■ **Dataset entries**
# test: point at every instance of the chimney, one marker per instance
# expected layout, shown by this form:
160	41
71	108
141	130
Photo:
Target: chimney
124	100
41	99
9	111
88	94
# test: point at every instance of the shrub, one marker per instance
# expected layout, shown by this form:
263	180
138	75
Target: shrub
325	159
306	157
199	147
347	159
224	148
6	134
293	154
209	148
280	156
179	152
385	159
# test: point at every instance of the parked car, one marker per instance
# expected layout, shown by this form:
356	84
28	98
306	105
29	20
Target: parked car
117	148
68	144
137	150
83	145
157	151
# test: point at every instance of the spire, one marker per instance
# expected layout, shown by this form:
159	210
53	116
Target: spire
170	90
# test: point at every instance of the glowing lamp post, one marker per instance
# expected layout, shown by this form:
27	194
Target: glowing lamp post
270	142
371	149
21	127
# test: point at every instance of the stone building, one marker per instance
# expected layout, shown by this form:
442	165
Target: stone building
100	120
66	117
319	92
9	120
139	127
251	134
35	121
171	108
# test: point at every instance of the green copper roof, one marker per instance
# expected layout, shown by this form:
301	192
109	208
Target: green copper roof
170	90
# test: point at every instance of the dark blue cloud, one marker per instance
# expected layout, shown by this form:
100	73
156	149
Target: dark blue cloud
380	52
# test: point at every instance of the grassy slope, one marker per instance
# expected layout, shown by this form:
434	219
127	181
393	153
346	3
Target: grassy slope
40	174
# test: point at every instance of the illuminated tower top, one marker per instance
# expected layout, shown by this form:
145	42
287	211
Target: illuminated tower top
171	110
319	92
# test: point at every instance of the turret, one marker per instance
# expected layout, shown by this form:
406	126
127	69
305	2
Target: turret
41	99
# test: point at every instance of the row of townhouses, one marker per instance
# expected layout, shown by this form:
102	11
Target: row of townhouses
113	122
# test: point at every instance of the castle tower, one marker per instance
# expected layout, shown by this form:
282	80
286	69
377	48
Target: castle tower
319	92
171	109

■ **Exercise directions**
Format every line of the records above as a Markdown table with the columns Row and Record line. Number the rows in order, and omit any blank lines.

■ **Expected answer**
| Row | Record line |
|---|---|
| 1 | # test: point at every instance of the chimney, one marker per instance |
| 2 | # expected layout, shown by this form: |
| 3 | 160	41 |
| 4 | 71	108 |
| 5 | 141	130 |
| 6 | Photo: |
| 7 | Target: chimney |
| 8 | 124	100 |
| 9 | 41	99 |
| 10 | 9	111 |
| 11 | 88	94 |
| 12 | # test: point at every instance of the shrub, one marker per instance |
| 13 | # expected layout, shown by this form: |
| 14 | 263	180 |
| 15 | 138	75 |
| 16 | Target: shrub |
| 17 | 325	159 |
| 18 | 306	157 |
| 19 | 199	147 |
| 20 | 347	159 |
| 21 | 224	148 |
| 22 | 6	134 |
| 23 | 293	154 |
| 24 | 209	148 |
| 25 | 280	156 |
| 26 | 179	152 |
| 27 | 385	159 |
| 28 | # test: point at every instance of the parked car, one marker per instance |
| 29 | # expected layout, shown by this form: |
| 30 | 356	84 |
| 31 | 28	98 |
| 32 | 306	105 |
| 33 | 29	20 |
| 34 | Target: parked car |
| 35 | 117	148 |
| 36 | 68	144 |
| 37 | 137	150 |
| 38 | 83	145 |
| 39 | 157	151 |
| 40 | # test: point at every instance of the spire, one marker per instance |
| 41 | # expected layout, shown by this form: |
| 42 | 159	210 |
| 43 | 53	116 |
| 44 | Target: spire |
| 45 | 170	90 |
| 46 | # test: point at every instance of the glowing lamp post, one marker per instance |
| 47 | # expected layout, shown by this form: |
| 48 | 27	194 |
| 49 | Target: glowing lamp post |
| 50 | 270	142 |
| 51 | 371	149 |
| 52 | 21	127 |
| 53 | # test: point at every instance of the stone building, one marker per instance |
| 54 | # expected layout, shown by this form: |
| 55 | 442	165 |
| 56 | Target: stone building |
| 57 | 100	120 |
| 58 | 66	117 |
| 59 | 319	92 |
| 60 | 9	120 |
| 61 | 139	127 |
| 62 | 251	134 |
| 63 | 35	121 |
| 64 | 171	108 |
| 65 | # test: point at every instance of the green copper roof, one marker per instance |
| 66 | # expected layout, shown by this form: |
| 67 | 301	192 |
| 68 | 109	208 |
| 69 | Target: green copper roof |
| 70 | 170	90 |
| 71 | # test: point at every instance of the dark blue cloud, one marker per instance |
| 72 | # expected layout, shown by this form: |
| 73 | 100	73 |
| 74 | 156	149 |
| 75 | Target: dark blue cloud |
| 76 | 380	52 |
| 77 | # test: point at every instance of the grassy slope, one marker per instance |
| 78 | # expected layout, shown by this form: |
| 79 | 434	219 |
| 80 | 127	181 |
| 81 | 393	153 |
| 82 | 346	3 |
| 83 | Target: grassy slope |
| 84 | 40	174 |
| 85 | # test: point at every instance of the illuminated tower top, one marker per instance |
| 86 | # expected layout, shown by this form: |
| 87 | 145	42 |
| 88 | 287	211 |
| 89 | Target: illuminated tower top |
| 90 | 171	110 |
| 91 | 319	92 |
| 92 | # test: point at every instance of the turret, one marker per instance |
| 93 | # expected layout, shown by this form: |
| 94 | 406	126 |
| 95 | 127	69 |
| 96 | 305	2 |
| 97 | Target: turret |
| 98 | 41	99 |
| 99 | # test: point at every instance of the row of townhouses, one marker per instance |
| 100 | # expected layout, shown by this form: |
| 101 | 102	11 |
| 102 | Target: row of townhouses |
| 103 | 113	122 |
| 104 | # test: point at every instance of the castle tower, one marker per instance |
| 105 | # expected layout, shown by this form: |
| 106 | 282	80 |
| 107 | 286	69 |
| 108 | 377	48 |
| 109 | Target: castle tower |
| 110 | 319	92 |
| 111 | 171	109 |